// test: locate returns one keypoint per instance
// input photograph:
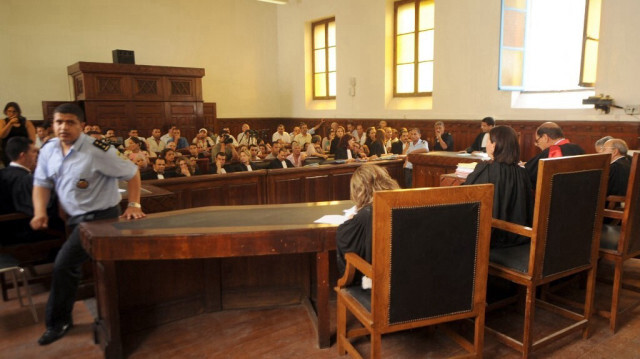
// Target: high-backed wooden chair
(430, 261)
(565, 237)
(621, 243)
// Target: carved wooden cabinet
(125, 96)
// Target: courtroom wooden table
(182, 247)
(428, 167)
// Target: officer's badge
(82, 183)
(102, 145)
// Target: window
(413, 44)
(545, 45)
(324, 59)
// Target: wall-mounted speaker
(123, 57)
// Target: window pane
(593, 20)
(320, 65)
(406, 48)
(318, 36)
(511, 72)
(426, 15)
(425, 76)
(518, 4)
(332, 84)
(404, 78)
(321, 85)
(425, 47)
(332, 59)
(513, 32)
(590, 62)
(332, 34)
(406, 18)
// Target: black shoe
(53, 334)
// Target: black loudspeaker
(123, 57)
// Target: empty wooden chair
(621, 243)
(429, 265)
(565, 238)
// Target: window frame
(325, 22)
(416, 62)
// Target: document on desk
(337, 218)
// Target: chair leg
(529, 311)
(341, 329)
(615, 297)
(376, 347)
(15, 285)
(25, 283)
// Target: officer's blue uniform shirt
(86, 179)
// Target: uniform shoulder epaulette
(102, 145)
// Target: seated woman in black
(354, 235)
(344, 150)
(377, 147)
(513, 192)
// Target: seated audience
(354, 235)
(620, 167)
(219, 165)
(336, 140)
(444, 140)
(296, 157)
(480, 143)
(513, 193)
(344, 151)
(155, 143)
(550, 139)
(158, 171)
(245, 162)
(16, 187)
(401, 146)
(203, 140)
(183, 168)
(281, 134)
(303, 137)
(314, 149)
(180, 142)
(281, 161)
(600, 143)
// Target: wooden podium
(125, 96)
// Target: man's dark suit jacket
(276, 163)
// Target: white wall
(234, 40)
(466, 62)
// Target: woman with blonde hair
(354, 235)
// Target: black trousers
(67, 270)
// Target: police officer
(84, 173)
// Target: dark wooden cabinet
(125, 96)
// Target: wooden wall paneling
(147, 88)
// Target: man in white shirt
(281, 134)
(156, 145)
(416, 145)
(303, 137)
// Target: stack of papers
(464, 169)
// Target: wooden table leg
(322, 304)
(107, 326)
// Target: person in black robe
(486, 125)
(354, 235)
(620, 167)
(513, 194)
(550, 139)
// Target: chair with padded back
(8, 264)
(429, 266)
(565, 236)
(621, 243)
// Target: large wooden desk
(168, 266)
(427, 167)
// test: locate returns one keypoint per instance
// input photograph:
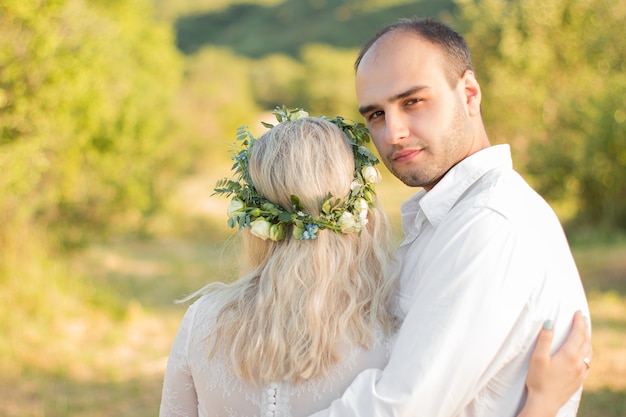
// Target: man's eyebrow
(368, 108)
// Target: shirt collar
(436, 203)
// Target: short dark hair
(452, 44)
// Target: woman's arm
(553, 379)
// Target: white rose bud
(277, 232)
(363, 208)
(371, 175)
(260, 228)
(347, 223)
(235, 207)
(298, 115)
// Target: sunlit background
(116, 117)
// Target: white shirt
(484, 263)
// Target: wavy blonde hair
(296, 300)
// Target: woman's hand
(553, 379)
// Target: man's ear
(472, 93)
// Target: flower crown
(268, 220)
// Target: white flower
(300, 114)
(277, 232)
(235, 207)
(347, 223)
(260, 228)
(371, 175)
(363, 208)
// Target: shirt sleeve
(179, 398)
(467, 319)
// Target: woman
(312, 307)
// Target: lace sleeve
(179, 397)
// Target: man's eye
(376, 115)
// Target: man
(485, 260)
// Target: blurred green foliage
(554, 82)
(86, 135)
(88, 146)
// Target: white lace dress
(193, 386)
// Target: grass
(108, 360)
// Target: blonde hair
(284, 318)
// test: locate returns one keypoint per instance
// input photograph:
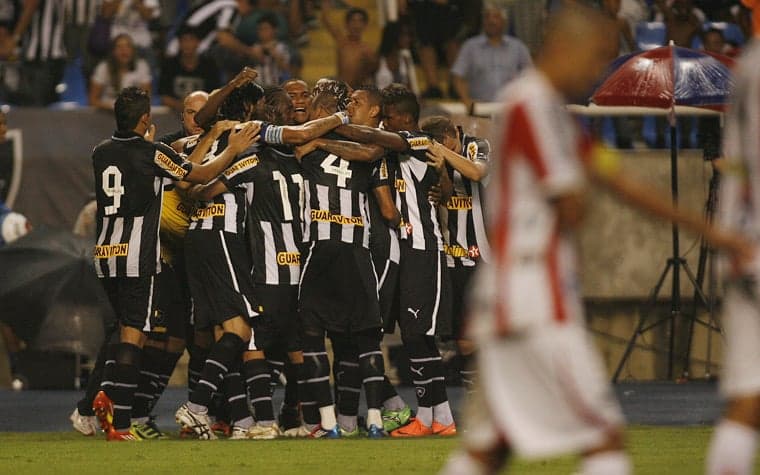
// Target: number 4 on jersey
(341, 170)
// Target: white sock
————————
Given instruction - Everything from the line containing "wavy blonde hair" through the last line of the entries must be repeated verbatim, except pictures.

Written answer -
// Target: wavy blonde hair
(296, 300)
// Target: woman's hand
(553, 379)
// Target: man's ear
(472, 93)
// Target: flower crown
(268, 220)
// Target: white flower
(300, 114)
(277, 232)
(235, 207)
(347, 223)
(260, 228)
(371, 175)
(363, 208)
// Target: shirt sleeve
(179, 398)
(467, 319)
// Target: woman
(312, 307)
// Target: lace sleeve
(179, 397)
// Target: man's eye
(376, 115)
// Target: man
(485, 260)
// Target: blurred green foliage
(554, 82)
(86, 135)
(88, 146)
// Target: white lace dress
(193, 386)
// Target: grass
(108, 360)
// Target: blonde hair
(284, 318)
// test: locate returns one keypoint per instance
// input photograph:
// Target: number 4 on jersey
(341, 170)
// Target: white sock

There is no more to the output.